Given problem: Filter the listing below and copy out every line that contains the string "wooden".

Records supplied:

····················

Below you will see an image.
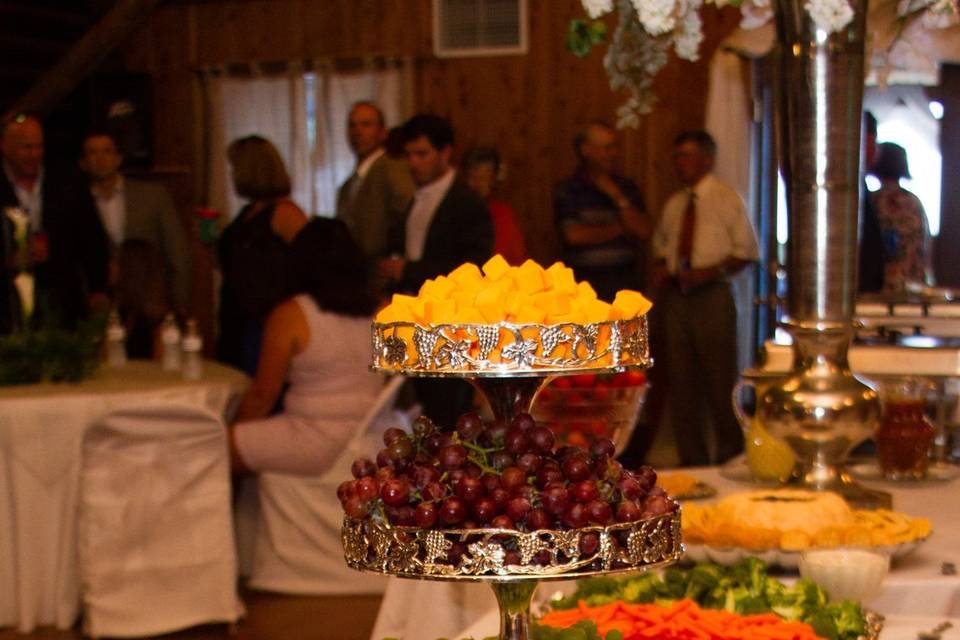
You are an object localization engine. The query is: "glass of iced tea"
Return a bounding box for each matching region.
[876,376,936,480]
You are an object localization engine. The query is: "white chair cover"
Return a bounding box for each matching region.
[238,378,410,595]
[78,403,243,637]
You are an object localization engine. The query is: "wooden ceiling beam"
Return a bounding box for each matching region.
[9,0,162,115]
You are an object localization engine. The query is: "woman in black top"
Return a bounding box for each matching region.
[217,136,307,375]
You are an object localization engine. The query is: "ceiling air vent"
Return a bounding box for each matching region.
[433,0,527,58]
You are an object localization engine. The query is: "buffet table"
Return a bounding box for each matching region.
[371,468,960,640]
[0,361,247,633]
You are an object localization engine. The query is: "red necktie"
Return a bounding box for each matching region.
[677,191,697,271]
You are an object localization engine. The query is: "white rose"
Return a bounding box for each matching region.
[13,273,34,320]
[583,0,613,18]
[804,0,853,33]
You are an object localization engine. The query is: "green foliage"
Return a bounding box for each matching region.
[566,18,607,58]
[549,558,866,640]
[0,316,105,385]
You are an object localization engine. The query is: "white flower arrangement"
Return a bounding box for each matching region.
[4,207,35,326]
[567,0,960,127]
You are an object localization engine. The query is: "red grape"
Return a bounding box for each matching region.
[380,478,410,507]
[350,458,377,478]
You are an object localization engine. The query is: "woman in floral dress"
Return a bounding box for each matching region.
[870,142,933,291]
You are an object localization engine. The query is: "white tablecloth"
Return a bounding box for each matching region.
[370,468,960,640]
[0,361,246,633]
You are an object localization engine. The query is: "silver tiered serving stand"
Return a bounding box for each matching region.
[342,316,683,640]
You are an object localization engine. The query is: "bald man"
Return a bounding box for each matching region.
[0,114,109,333]
[554,122,651,302]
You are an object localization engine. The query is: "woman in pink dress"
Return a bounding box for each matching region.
[462,147,529,266]
[231,218,383,475]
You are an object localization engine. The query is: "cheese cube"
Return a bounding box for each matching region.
[447,262,483,291]
[425,298,457,324]
[613,289,653,318]
[577,280,597,300]
[513,260,546,293]
[482,253,510,281]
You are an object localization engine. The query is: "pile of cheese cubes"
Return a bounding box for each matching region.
[376,255,651,326]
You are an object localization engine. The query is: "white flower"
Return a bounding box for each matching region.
[922,0,960,29]
[13,272,34,321]
[633,0,677,36]
[583,0,613,18]
[4,207,30,247]
[804,0,853,33]
[673,0,703,61]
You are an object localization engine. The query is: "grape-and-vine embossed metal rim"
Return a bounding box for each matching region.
[370,316,652,377]
[341,511,683,582]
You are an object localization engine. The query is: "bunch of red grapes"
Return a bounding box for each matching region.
[337,413,677,540]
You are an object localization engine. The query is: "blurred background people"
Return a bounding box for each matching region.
[0,114,109,333]
[231,218,382,475]
[461,147,529,266]
[217,136,307,375]
[652,131,759,466]
[553,122,651,302]
[379,114,493,429]
[869,142,933,291]
[80,131,192,320]
[337,102,413,270]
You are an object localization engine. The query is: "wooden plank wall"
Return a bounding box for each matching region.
[120,0,739,260]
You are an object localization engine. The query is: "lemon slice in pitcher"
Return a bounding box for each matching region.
[744,421,797,482]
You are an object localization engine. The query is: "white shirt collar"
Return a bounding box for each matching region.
[414,168,457,198]
[357,147,384,180]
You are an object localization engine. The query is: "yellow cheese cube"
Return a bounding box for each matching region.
[450,291,477,309]
[514,305,547,324]
[513,260,546,293]
[503,291,533,315]
[375,304,410,324]
[453,307,487,324]
[583,298,612,324]
[544,262,578,296]
[447,262,483,291]
[613,289,653,318]
[483,253,510,281]
[425,298,457,324]
[577,280,597,300]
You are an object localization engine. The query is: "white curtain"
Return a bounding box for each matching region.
[207,60,413,220]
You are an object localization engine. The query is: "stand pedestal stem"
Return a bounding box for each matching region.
[470,375,550,422]
[490,580,537,640]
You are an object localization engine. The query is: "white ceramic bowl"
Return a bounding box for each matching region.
[800,549,890,602]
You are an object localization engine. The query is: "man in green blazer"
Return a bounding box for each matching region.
[337,102,414,265]
[80,131,192,318]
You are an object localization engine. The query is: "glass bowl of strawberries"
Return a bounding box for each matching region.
[532,369,647,455]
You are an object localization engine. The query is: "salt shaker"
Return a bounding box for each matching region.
[160,313,180,371]
[181,319,203,380]
[107,309,127,367]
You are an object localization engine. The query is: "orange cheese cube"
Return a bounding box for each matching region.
[583,298,612,324]
[447,262,483,291]
[482,253,510,281]
[425,298,457,324]
[453,307,487,324]
[513,260,547,293]
[514,305,547,324]
[474,285,506,322]
[613,289,653,318]
[577,280,597,300]
[375,304,410,324]
[544,262,578,296]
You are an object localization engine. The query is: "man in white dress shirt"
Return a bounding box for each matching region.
[380,114,493,429]
[652,131,759,466]
[80,131,192,318]
[337,102,414,261]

····················

Task output:
You are an object localization engine. The query is: "wooden ceiling beam"
You are an object localization engine. The query is: "wooden plank wall"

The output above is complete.